How many times have we heard from Democrat politicians, academics, media, and activists that the Electoral College should be abolished, that it is a racist system set up by white slaveholders to perpetuate racism, etc.? Of course,
this is another anti-American lie. The purpose of the Electoral College is, among others, to ensure that all parts of the country have a say in the election of a president and vice president, not just the most populous areas, and to prevent mob rule by way of unchecked majoritarianism. Thus, the Electoral College is an institutional block on the Democrat Party's efforts
to monopolize our voting system, since the most densely populated areas of
the nation are run by Democrats.
The Democrat Party is behind another unconstitutional scheme that seeks to disenfranchise tens of millions of Americans, specifically Republican voters
- the so-called National Popular Vote movement. It involves an interstate compact in which states agree in advance of actual voting to assign their Electoral College votes to the candidate who nationally receives the largest number of popular votes - even if that candidate loses the popular vote in their own state. The NPV is only triggered once enough states reach the 270 majority under the Electoral College system. So far, the states that have joined the compact hold 196 electoral votes. They're getting close.

GIVEN EXERCISE 1: Pull out each line of the listing below that contains the string "foam".

[Point placement listing]
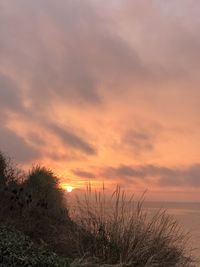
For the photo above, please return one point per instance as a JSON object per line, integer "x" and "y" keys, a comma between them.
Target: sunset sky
{"x": 104, "y": 90}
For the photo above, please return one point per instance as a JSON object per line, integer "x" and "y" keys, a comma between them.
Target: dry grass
{"x": 119, "y": 230}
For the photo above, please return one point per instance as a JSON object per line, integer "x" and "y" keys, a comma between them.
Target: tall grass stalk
{"x": 118, "y": 230}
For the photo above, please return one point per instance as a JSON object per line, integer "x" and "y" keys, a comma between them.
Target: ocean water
{"x": 188, "y": 216}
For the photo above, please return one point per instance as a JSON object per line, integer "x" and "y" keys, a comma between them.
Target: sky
{"x": 104, "y": 91}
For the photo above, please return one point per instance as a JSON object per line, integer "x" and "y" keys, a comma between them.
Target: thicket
{"x": 102, "y": 230}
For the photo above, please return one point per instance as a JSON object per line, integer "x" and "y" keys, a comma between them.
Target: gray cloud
{"x": 153, "y": 174}
{"x": 10, "y": 98}
{"x": 16, "y": 146}
{"x": 70, "y": 139}
{"x": 139, "y": 141}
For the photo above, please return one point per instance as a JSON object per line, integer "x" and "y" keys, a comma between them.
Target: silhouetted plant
{"x": 119, "y": 231}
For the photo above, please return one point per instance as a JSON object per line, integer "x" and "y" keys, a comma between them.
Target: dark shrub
{"x": 17, "y": 250}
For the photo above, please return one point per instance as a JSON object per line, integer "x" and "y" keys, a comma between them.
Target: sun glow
{"x": 69, "y": 189}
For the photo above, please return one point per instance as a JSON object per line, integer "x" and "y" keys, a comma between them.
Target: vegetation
{"x": 102, "y": 230}
{"x": 18, "y": 250}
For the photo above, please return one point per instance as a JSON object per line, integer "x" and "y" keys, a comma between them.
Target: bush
{"x": 119, "y": 230}
{"x": 17, "y": 250}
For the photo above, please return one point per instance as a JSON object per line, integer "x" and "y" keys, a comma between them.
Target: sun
{"x": 69, "y": 189}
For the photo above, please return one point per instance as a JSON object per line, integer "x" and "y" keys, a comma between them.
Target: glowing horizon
{"x": 104, "y": 91}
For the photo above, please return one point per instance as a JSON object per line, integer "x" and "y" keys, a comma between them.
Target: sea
{"x": 187, "y": 215}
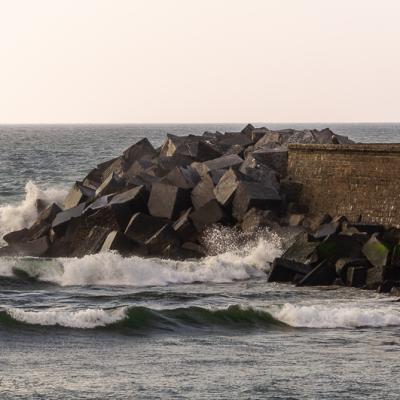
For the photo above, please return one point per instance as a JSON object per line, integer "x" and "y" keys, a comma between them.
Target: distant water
{"x": 107, "y": 327}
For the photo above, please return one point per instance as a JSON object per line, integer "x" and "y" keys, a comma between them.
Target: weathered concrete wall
{"x": 351, "y": 180}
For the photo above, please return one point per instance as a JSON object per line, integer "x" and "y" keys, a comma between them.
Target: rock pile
{"x": 158, "y": 202}
{"x": 335, "y": 251}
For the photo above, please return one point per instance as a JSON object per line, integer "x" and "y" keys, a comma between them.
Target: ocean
{"x": 108, "y": 327}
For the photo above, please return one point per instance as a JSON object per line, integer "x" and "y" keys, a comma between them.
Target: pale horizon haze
{"x": 186, "y": 61}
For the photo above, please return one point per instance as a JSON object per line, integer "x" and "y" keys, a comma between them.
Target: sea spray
{"x": 24, "y": 213}
{"x": 115, "y": 270}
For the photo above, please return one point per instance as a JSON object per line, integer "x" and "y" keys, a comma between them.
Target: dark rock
{"x": 117, "y": 241}
{"x": 326, "y": 230}
{"x": 163, "y": 241}
{"x": 184, "y": 227}
{"x": 256, "y": 219}
{"x": 340, "y": 246}
{"x": 343, "y": 264}
{"x": 322, "y": 275}
{"x": 167, "y": 201}
{"x": 142, "y": 149}
{"x": 203, "y": 192}
{"x": 376, "y": 252}
{"x": 210, "y": 213}
{"x": 113, "y": 183}
{"x": 229, "y": 161}
{"x": 182, "y": 177}
{"x": 34, "y": 248}
{"x": 285, "y": 270}
{"x": 78, "y": 194}
{"x": 142, "y": 227}
{"x": 62, "y": 219}
{"x": 276, "y": 159}
{"x": 227, "y": 186}
{"x": 254, "y": 194}
{"x": 356, "y": 276}
{"x": 259, "y": 172}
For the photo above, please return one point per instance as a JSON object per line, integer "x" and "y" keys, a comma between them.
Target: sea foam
{"x": 24, "y": 213}
{"x": 341, "y": 316}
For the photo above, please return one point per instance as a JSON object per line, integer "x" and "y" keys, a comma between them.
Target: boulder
{"x": 323, "y": 274}
{"x": 184, "y": 228}
{"x": 256, "y": 219}
{"x": 78, "y": 194}
{"x": 182, "y": 177}
{"x": 167, "y": 201}
{"x": 224, "y": 162}
{"x": 163, "y": 241}
{"x": 376, "y": 252}
{"x": 276, "y": 159}
{"x": 203, "y": 192}
{"x": 253, "y": 194}
{"x": 142, "y": 149}
{"x": 227, "y": 186}
{"x": 259, "y": 172}
{"x": 356, "y": 276}
{"x": 207, "y": 215}
{"x": 113, "y": 183}
{"x": 117, "y": 241}
{"x": 142, "y": 227}
{"x": 62, "y": 219}
{"x": 343, "y": 264}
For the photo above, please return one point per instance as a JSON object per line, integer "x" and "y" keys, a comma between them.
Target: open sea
{"x": 107, "y": 327}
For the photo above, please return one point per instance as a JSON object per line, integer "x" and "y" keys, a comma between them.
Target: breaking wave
{"x": 23, "y": 214}
{"x": 141, "y": 319}
{"x": 114, "y": 270}
{"x": 346, "y": 316}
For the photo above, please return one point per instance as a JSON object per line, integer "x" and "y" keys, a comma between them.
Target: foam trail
{"x": 322, "y": 316}
{"x": 115, "y": 270}
{"x": 83, "y": 319}
{"x": 23, "y": 214}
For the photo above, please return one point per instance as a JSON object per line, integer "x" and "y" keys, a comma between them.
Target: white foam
{"x": 84, "y": 319}
{"x": 24, "y": 213}
{"x": 342, "y": 316}
{"x": 112, "y": 269}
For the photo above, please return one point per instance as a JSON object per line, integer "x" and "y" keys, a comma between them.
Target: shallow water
{"x": 111, "y": 327}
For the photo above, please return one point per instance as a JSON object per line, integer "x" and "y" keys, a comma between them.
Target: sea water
{"x": 104, "y": 326}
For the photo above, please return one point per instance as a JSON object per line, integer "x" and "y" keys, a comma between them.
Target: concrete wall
{"x": 350, "y": 180}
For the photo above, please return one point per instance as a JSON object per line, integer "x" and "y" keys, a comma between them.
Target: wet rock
{"x": 253, "y": 194}
{"x": 356, "y": 276}
{"x": 376, "y": 252}
{"x": 62, "y": 219}
{"x": 207, "y": 215}
{"x": 117, "y": 241}
{"x": 16, "y": 236}
{"x": 142, "y": 227}
{"x": 343, "y": 264}
{"x": 78, "y": 194}
{"x": 323, "y": 274}
{"x": 167, "y": 201}
{"x": 163, "y": 241}
{"x": 227, "y": 186}
{"x": 182, "y": 177}
{"x": 276, "y": 159}
{"x": 256, "y": 219}
{"x": 142, "y": 149}
{"x": 224, "y": 162}
{"x": 184, "y": 228}
{"x": 203, "y": 192}
{"x": 113, "y": 183}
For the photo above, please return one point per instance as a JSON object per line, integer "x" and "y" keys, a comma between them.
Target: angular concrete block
{"x": 167, "y": 201}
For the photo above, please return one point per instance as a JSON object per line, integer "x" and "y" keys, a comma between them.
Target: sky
{"x": 170, "y": 61}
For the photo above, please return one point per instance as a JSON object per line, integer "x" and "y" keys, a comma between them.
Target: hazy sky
{"x": 119, "y": 61}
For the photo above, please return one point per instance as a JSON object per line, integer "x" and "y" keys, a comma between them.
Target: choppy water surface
{"x": 111, "y": 327}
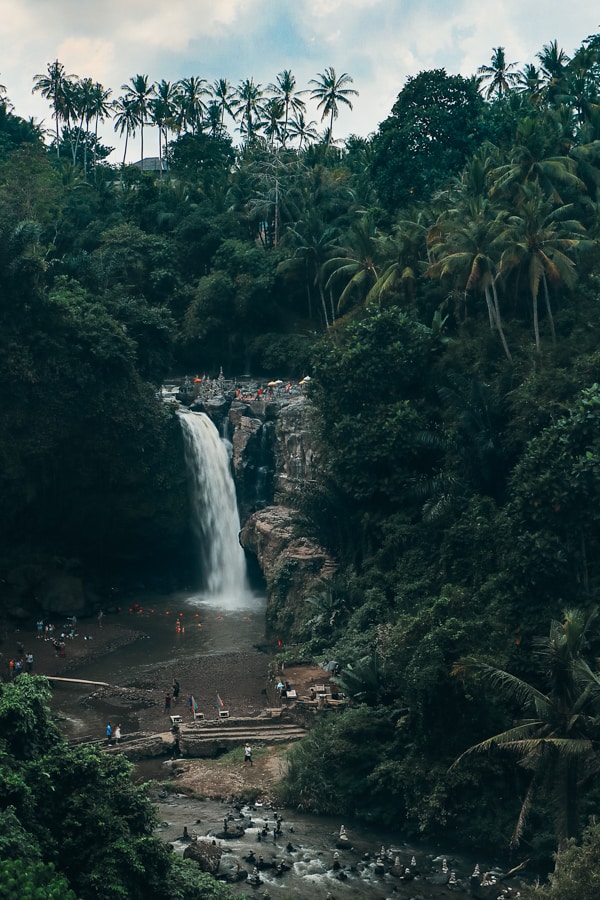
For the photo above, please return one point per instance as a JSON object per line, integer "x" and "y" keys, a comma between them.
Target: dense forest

GIVEN EXERCISE 2: Quote the Electoral College passage above in full, word for word.

FULL OUTPUT 1:
Target: sea foam
Target: foam trail
Target: white foam

FULL OUTPUT 2:
How many times have we heard from Democrat politicians, academics, media, and activists that the Electoral College should be abolished, that it is a racist system set up by white slaveholders to perpetuate racism, etc.? Of course,
this is another anti-American lie. The purpose of the Electoral College is, among others, to ensure that all parts of the country have a say in the election of a president and vice president, not just the most populous areas, and to prevent mob rule by way of unchecked majoritarianism. Thus, the Electoral College is an institutional block on the Democrat Party's efforts
to monopolize our voting system, since the most densely populated areas of
the nation are run by Democrats.
The Democrat Party is behind another unconstitutional scheme that seeks to disenfranchise tens of millions of Americans, specifically Republican voters
- the so-called National Popular Vote movement. It involves an interstate compact in which states agree in advance of actual voting to assign their Electoral College votes to the candidate who nationally receives the largest number of popular votes - even if that candidate loses the popular vote in their own state. The NPV is only triggered once enough states reach the 270 majority under the Electoral College system. So far, the states that have joined the compact hold 196 electoral votes. They're getting close.